» **Exercise goal**: Among the entries below, find each line with "doorway" and show it.

» **Data supplied**:

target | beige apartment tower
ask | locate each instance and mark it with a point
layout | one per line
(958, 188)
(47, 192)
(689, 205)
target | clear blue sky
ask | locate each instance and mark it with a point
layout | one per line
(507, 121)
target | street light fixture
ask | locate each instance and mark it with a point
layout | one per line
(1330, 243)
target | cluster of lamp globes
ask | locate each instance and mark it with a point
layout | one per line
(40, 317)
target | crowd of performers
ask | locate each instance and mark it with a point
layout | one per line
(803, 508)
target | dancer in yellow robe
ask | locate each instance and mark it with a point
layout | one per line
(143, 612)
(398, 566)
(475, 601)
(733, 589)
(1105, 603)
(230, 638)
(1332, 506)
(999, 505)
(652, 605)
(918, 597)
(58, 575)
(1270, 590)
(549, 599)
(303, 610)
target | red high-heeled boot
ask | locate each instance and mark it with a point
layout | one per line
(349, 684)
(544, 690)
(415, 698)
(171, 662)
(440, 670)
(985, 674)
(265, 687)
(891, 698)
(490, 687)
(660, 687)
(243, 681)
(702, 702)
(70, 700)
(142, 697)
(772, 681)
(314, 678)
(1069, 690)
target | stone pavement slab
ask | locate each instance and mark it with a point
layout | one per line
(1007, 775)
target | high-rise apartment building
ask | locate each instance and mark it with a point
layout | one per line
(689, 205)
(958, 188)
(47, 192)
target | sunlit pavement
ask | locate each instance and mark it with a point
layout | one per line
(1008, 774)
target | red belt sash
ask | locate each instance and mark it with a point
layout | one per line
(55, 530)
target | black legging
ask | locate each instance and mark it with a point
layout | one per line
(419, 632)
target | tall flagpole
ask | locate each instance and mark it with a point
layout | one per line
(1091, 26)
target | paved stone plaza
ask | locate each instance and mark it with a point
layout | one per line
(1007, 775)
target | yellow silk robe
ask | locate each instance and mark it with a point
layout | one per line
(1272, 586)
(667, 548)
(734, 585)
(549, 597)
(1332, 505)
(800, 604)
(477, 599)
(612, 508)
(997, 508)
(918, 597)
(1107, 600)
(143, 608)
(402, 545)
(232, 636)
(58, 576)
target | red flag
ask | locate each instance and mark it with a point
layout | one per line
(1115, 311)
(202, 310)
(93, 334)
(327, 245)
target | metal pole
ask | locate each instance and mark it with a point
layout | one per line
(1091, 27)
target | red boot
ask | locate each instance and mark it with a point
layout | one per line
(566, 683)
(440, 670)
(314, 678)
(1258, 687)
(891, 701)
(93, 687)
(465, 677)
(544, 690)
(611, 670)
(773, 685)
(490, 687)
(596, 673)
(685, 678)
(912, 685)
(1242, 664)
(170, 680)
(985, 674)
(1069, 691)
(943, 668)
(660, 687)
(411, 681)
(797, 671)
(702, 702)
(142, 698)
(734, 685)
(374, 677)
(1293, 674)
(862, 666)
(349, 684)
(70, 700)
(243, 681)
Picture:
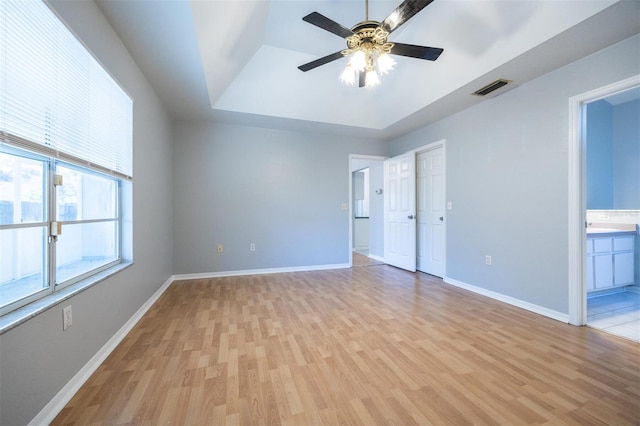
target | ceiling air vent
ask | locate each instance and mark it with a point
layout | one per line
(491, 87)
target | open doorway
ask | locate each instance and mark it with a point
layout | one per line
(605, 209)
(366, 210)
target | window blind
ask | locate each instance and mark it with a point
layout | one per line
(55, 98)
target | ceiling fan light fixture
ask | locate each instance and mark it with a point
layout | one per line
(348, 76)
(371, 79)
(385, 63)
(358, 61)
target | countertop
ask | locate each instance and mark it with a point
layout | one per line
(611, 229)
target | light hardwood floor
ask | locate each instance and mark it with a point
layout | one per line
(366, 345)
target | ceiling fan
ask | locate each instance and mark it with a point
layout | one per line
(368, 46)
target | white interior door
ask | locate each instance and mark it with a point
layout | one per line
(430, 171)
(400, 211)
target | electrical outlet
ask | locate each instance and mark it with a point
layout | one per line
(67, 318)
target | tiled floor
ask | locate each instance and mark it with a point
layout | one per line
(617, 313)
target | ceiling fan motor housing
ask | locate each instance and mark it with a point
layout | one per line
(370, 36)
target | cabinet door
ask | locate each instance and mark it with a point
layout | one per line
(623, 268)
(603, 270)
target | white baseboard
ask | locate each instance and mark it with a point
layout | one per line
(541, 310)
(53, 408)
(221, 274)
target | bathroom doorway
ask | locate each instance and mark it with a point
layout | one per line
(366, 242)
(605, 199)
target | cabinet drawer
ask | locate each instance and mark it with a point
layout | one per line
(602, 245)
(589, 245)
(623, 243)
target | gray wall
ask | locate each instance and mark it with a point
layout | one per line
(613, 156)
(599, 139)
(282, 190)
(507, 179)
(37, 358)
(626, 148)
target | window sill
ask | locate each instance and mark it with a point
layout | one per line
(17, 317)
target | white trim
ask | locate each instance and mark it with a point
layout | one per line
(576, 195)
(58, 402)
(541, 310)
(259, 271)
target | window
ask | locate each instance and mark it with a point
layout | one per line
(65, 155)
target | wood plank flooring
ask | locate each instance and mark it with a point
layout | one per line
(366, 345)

» **Solved exercise**:
target | open doorway
target | bathroom doorway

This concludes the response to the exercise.